Goal ▸ Present the following entries again, word for word and in full.

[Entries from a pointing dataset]
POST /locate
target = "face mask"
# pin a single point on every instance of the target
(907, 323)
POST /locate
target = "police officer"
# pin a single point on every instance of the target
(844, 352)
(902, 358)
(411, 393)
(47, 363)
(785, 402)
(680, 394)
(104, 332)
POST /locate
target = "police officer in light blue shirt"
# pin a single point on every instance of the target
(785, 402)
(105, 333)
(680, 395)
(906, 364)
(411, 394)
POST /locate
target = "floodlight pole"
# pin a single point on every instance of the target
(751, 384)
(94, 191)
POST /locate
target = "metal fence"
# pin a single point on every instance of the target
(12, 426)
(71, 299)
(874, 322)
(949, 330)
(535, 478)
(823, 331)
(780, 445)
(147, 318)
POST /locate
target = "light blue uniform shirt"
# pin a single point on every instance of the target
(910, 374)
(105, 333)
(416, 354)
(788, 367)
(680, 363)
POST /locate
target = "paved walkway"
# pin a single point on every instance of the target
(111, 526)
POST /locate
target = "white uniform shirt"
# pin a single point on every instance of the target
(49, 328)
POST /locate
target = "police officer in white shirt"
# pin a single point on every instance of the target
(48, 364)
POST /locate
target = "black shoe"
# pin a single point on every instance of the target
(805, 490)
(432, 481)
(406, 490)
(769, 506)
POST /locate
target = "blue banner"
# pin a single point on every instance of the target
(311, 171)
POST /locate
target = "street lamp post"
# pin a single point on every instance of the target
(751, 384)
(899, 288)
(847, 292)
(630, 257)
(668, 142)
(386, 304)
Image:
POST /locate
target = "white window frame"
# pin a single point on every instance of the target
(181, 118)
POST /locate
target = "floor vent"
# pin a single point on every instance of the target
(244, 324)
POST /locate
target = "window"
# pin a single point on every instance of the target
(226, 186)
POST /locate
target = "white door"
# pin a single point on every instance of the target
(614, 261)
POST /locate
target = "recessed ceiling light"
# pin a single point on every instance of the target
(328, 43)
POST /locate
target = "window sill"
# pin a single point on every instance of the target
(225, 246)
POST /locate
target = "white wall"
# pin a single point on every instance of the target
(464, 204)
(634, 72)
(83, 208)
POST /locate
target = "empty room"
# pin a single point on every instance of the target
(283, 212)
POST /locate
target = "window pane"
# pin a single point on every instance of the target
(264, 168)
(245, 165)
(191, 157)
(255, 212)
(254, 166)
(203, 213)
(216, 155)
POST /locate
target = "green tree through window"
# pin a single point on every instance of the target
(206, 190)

Exercise response ▸
POST /locate
target = "face mask"
# pin a single point on every instance of the target
(907, 323)
POST /locate
target = "police officer"
# pin a single point on every instance of the target
(844, 352)
(902, 358)
(411, 393)
(47, 363)
(785, 402)
(680, 394)
(104, 332)
POST /locate
target = "police officer in light blue shirt"
# pin a single point on every instance of the target
(785, 402)
(105, 333)
(680, 395)
(906, 364)
(411, 394)
POST /locate
target = "floodlight pole"
# pin a single point on every instance of the target
(751, 384)
(94, 191)
POST /locate
target = "metal fence"
# pin a single point on every instance of the target
(12, 426)
(71, 299)
(874, 322)
(949, 330)
(535, 478)
(823, 331)
(780, 445)
(147, 318)
POST /locate
target = "light blue uniform shirt"
# pin a single point on every instance of the target
(910, 374)
(105, 333)
(416, 354)
(788, 367)
(680, 363)
POST /locate
target = "paved walkway"
# pin a single point on every instance of the target
(111, 526)
POST /locate
target = "white uniform shirt"
# pin a single point on every instance of the target
(49, 328)
POST /locate
target = "police officer in white shirt"
# pin a single point on every instance of the target
(48, 364)
POST /locate
target = "black shoe"
# pin a single point on every instance of the target
(805, 490)
(432, 481)
(406, 490)
(769, 506)
POST /locate
target = "blue banner"
# pin a single point on every instance of the target
(311, 171)
POST /locate
target = "street lamp post"
# pin a single point on every instance of the target
(751, 384)
(899, 288)
(847, 292)
(630, 257)
(668, 142)
(386, 304)
Image:
POST /locate
target = "white window frame"
# pin a single point on every instance of the target
(181, 118)
POST /locate
target = "floor vent"
# pin a single point on every instance of the target
(244, 324)
POST /locate
target = "window"
# pin a single point on every instance of the target
(226, 186)
POST /locate
target = "white door"
# pin a single point on every instance of the target
(614, 261)
POST /locate
target = "recessed ceiling light"
# pin a single point on every instance of the target
(328, 43)
POST /locate
target = "window sill"
# pin a single point on every instance of the target
(225, 246)
POST /locate
target = "white wall"
# pin a single point on every instance of the target
(464, 204)
(634, 72)
(83, 208)
POST /locate
target = "empty room"
# pin a single point on every instance of the target
(283, 212)
POST /locate
target = "window pane"
# pin a single point on every instance of the target
(264, 168)
(245, 165)
(191, 157)
(255, 212)
(254, 166)
(203, 213)
(216, 155)
POST /locate
target = "green tree through window"
# pin a single point on every instance of the target
(206, 190)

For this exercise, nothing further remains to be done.